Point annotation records
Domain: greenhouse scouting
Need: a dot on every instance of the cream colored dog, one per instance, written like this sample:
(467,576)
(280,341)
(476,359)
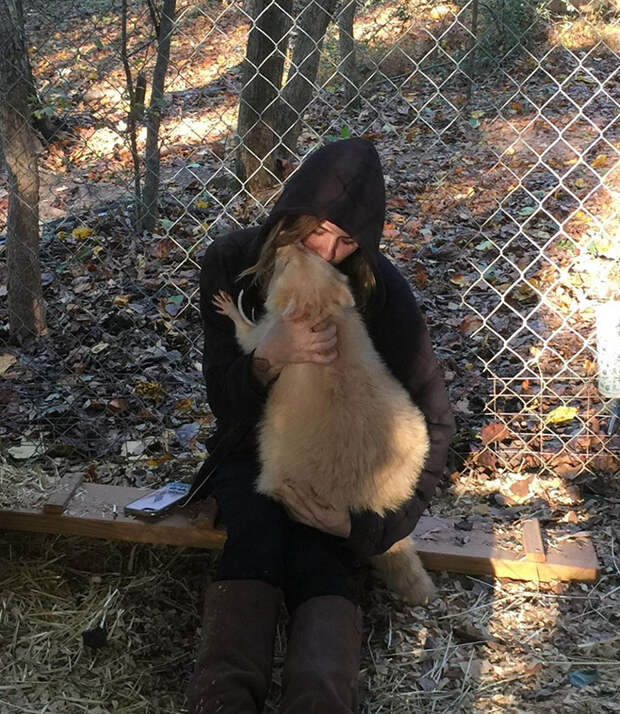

## Task description
Reproduce the text of all the items above line for line, without changing anything, and omit the pictures.

## Written solution
Domain: greenhouse scouting
Need: a dot on every instance of the cream colored dog, one per instance, written like this sample:
(467,576)
(280,341)
(476,359)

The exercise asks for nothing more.